-------- 文書抜粋
この著者は何者なんだ?と思うほど、習慣に関する歴史や、実験を、学説を、これでもか!というほど紹介をしています。よって、科学的な根拠を求める方にとっては、「知りたい」という欲求を十二分に満たしてくれます。

ゆえに、逆を言えば、「自分は、習慣化苦手なんです。何すればいいか手っ取り早く教えて」というHow toをわかりやすく知りたい人には向いていない、とも言えるかもしれません。

・そもそも習慣とは何か?・習慣とはどのようなメカニズムで生まれるのか?・そのためのプロセスは何が、どこまでわかっているのか?

そうした事実ベースで理解をすることで、自分の状況を分析し、実践を活用するという「読み解き&実践への落とし込み」をすることで、効果を発揮する著書とも言えるかもしれない、と思いました。

◯本書の目次

以下、本書の章立てと、コンテンツを引用させていただきます。データを中心にした構造であることが、見て取れるのではないかな、と思います。

(ここから)
----------------
-------- データ行
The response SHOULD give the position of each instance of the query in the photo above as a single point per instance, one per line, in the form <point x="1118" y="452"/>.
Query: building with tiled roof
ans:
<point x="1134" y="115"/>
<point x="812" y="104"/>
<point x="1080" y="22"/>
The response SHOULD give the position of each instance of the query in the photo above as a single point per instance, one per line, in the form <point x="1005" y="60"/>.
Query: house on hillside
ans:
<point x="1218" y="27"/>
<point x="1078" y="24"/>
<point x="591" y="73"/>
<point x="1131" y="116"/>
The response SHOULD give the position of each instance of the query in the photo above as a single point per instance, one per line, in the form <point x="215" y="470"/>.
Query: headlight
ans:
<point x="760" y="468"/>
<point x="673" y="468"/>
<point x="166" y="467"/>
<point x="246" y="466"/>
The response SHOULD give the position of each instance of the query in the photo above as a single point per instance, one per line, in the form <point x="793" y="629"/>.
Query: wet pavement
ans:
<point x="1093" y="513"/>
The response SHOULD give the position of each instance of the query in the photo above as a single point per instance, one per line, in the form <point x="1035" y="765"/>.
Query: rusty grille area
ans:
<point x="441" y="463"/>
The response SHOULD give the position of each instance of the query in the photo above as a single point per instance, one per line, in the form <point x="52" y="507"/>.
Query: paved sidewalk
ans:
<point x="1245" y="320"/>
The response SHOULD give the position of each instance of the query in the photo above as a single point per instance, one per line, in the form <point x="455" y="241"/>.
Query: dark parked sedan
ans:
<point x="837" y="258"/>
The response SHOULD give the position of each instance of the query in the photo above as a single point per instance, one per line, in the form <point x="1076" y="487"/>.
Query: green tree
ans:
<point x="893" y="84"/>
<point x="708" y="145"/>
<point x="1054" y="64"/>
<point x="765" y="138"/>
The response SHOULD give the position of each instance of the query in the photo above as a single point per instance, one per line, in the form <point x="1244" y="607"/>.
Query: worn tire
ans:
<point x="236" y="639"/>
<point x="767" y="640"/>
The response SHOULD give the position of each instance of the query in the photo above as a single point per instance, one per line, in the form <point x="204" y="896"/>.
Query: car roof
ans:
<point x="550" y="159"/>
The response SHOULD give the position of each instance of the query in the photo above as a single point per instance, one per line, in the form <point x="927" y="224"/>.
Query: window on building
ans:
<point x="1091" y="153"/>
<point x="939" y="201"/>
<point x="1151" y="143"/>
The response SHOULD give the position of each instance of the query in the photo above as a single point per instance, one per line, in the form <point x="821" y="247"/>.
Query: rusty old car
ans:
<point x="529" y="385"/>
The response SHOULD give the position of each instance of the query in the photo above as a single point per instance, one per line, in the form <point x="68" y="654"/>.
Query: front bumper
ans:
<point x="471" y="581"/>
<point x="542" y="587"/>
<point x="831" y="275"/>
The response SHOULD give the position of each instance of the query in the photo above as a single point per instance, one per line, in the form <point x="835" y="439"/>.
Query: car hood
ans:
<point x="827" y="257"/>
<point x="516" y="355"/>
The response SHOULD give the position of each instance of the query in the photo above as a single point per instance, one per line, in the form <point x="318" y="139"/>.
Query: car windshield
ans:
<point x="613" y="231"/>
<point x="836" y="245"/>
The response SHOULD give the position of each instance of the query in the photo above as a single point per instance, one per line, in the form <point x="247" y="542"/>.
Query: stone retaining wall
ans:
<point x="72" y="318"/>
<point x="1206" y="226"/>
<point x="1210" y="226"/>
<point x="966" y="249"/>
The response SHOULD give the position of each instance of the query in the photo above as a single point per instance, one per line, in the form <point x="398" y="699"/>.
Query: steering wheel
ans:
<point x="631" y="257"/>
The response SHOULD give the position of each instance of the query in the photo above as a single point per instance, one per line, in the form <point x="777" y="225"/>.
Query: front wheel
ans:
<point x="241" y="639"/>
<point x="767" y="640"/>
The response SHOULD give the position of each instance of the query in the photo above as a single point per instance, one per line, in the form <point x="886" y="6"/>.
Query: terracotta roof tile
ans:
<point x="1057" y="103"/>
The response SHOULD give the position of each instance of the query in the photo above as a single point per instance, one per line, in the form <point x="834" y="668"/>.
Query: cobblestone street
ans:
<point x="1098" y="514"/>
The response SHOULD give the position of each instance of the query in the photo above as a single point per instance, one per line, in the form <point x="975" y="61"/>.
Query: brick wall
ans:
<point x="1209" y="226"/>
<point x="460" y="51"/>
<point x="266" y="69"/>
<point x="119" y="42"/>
----------------
_作業内容_:
• A. 文書抜粋の一文「よって、科学的な根拠を求める方にとっては、「知りたい」という欲求を十二分に満たしてくれます。」を英語に訳してください。
• B. 文書抜粋から、「この著者は何者なんだ?と思う」を含む箇所で始まり「かもしれない、と思いました。」で終わる部分を、一字も変えずに出力してください。
• C. 文書抜粋によると、本書が向いていないかもしれないのはどのような人ですか。

_解答一覧_:
• A. Therefore, for those seeking a scientific basis, it more than fully satisfies their desire to know.

• B.
この著者は何者なんだ?と思うほど、習慣に関する歴史や、実験を、学説を、これでもか!というほど紹介をしています。よって、科学的な根拠を求める方にとっては、「知りたい」という欲求を十二分に満たしてくれます。

ゆえに、逆を言えば、「自分は、習慣化苦手なんです。何すればいいか手っ取り早く教えて」というHow toをわかりやすく知りたい人には向いていない、とも言えるかもしれません。

・そもそも習慣とは何か?・習慣とはどのようなメカニズムで生まれるのか?・そのためのプロセスは何が、どこまでわかっているのか?

そうした事実ベースで理解をすることで、自分の状況を分析し、実践を活用するという「読み解き&実践への落とし込み」をすることで、効果を発揮する著書とも言えるかもしれない、と思いました。

• C. 何をすればいいかというHow toを手っ取り早く、わかりやすく知りたい人です。